▸ Что нужно сделать
Ответьте на вопросы по отрывку ниже:
(a) Что в семье родителей рассказчика означают слова «Пахнет, как „Шипр“»?
(b) Какой фильм смотрели вчера вместе с мужем?
(c) Что плавит наконечник паяльника в описанном кадре?

▸ Отрывок из источника
»»
Видимо, ностальгия у него.

В семье моих родителей слово «шипр» до сих пор нарицательное, спасибо одноимённому одеколону! «Пахнет, как «Шипр» – означает парфюмерию с ужасным запахом. И тут нате – оказывается, это повод для покупки. Теперь в моём доме пахнет шипром. Мама, не приезжай, пока не выветрится!

В деталях  –  Бог

В деталях кроется Бог. Или его противоположность.

Именно на деталях может погореть романист. Чуть ли не первое правило из кодекса писателя: если плохо знаешь историю как науку, не пиши романов, где действие происходит во времени, в котором не жил. Детали подведут тебя.

И наоборот: незначительные вроде бы штрихи в виде запахов, звуков, например, придадут достоверности и жизни рассказу…

Вчера с мужем смотрели фильм «Овечка Долли была злая и рано умерла». Фильм понравился. Добрый и человечный. Хоть и наивно-нереальный. Есть небольшие вопросы к сценарию, но это уж если совсем по косточкам разбирать. Однако одна вещь нарушила наш с мужем покой. Мне так до сих пор покоя нет. Сижу вот. Пишу даже об этом.

Был там кадр красивый с канифолью. Такой большой кусок канифоли где-то нашли. И этот роскошный шмат на просвет показывается. Крупным планом. Янтарный весь. Светящийся прямо. И его плавит наконечник паяльника. Который буквально тонет в этой шикарной канифоли. Паяльник погружается чуть не по самую рукоятку…

Муж хмыкнул: «Это кто ж так паяет?! Они хоть раз в жизни паяли? Спросили бы у кого, что ли. Где это видано, чтобы канифоль такими кусками лежала. Да ещё ТАК её плавили. А про припой они вообще ни разу не слыхали?..»
««
▸ Исходные данные
»»
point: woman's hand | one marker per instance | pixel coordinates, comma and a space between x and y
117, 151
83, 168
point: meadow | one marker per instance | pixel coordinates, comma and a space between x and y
««
▸ Результат задания
(a) Парфюмерию с ужасным запахом.
(b) «Овечка Долли была злая и рано умерла».
(c) Большой кусок канифоли.